start Document excerpt

= Shi Jinsong =

Chinese sculptor (born 1969)

Shi Jinsong (born 1969, Dangyang County Hubei Province, China) is a Chinese artist based in Wuhan and Beijing. He studied at Hubei Institute of Fine Arts in China where he majored in sculpture and mastered an array of traditional styles and techniques. He graduated in 1994.

He is particularly known for his first solo exhibition in the United States at Chambers Fine Art in New York Na Zha Baby Boutique exhibition, a series of stainless steel sculptures depicting baby accessories—rattle, cot, stroller, etc.—made from razor-sharp blades (Na Zha is a child warrior deity in Chinese mythology). He is violent and sly and flamboyantly dressed in flaming trousers with fireball feet. Today, he is associated with lottery, gambling, and the high life and is the star of a cartoon TV show. Shi Jinsong humorously depicts Na Zha in his exhibition as the “new face of Mothercare.” Shi describes Na Zha as “a supernatural youthful hero who always recovers and refuses to grow up. He has three heads, nine eyes and eight arms, with blue clouds coming from his mouth, flamed wheels under his feet, and all kinds of powerful weapons in his hands. He needs only to shout for clouds to turn into rain. He cuts his own flesh and commits suicide to save his father, fights the dragon king, and overturns the universe.” This is the Na Zha portrayed in Shi's artwork. Chambers Fine Art described this work as a "dialogue, at once menacing and ironic, between the forms of mythic Chinese culture and modern day globalization". He returned to this theme for his Secret Book of Cool Weapons, which portrayed corporate logos such as the Nike Swoosh as martial arts weapons.

Shi has shown work internationally in many exhibitions including Shanghai Cool: Creative Reproduction at the Shanghai Duolun Museum of Modern Art, Mahjong at Kunstmuseum Bern in Switzerland, Alors, La Chine? at the Pompidou Center in Paris, and Too Much Flavour at Chambers Fine Art in New York.

==Artistic style==
Shi's main material is large amounts of stainless steel. This gives his artwork a gleaming, polished, and cold look with razor sharp edges. Shi is known for his childcare products and weaponry. In 2002, his exhibition Secret Book of Cool Weapons transformed common corporate logos into an array of ancient weaponry. Despite his heavy portrayal of machines in his work, Shi is not interested in modern-day machinery. Many details and additions seen on his pieces do not even offer any practical use. Shi adds his own experience and direction to his artwork, giving it a sense of rebellion and contradiction to humanity and morals. This sets his work apart from the typical art of contemporary China. Shi moved out of the explorative stage of form and language, saying that “language is of suspicious nature, especially that with characteristics such as the attractive logo of brands as seen in the commercial market.” The mechanical form depicted in Shi's artwork is a metaphor for real life experience. While Shi's work is not intended to give off a message, he observes social norms and customs with a neutral perspective and then creates a twisted analysis of it. Shi has a very broad mentality, believing that every thing has many surfaces and directions from which to view it. This includes his artistic materials such as steel and charcoal. Shi enjoys exploring different kinds of physical forces, including artificial, natural, and unnamed.

end Document excerpt

In the article on Shi Jinsong, at which school did he study sculpture?

start Listing

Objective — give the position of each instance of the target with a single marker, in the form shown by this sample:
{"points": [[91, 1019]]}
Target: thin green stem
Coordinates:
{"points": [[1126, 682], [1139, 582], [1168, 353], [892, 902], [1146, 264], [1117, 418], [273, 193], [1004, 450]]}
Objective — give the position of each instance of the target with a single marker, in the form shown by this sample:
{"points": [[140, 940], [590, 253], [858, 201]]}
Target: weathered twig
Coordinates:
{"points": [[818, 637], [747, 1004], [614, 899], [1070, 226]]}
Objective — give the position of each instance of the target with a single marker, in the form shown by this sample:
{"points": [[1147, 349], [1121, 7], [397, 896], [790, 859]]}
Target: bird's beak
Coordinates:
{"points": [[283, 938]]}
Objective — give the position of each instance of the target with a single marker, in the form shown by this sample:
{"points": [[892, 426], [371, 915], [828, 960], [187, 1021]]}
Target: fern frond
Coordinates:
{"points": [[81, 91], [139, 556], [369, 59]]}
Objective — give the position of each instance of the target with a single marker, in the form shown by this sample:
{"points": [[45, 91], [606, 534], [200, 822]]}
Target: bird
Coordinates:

end Listing
start Listing

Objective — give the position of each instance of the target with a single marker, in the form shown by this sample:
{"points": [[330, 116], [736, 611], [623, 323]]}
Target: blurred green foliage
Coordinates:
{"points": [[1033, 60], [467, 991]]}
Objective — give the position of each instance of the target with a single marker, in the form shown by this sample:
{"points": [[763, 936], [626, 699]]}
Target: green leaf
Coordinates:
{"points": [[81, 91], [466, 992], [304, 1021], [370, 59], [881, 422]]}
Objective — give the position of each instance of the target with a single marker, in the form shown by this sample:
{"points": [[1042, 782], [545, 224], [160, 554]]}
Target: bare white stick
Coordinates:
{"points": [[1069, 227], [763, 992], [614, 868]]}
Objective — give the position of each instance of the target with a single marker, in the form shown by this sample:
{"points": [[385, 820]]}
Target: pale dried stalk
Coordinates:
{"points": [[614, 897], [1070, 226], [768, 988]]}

end Listing

--- Response ---
The Hubei Institute of Fine Arts in China.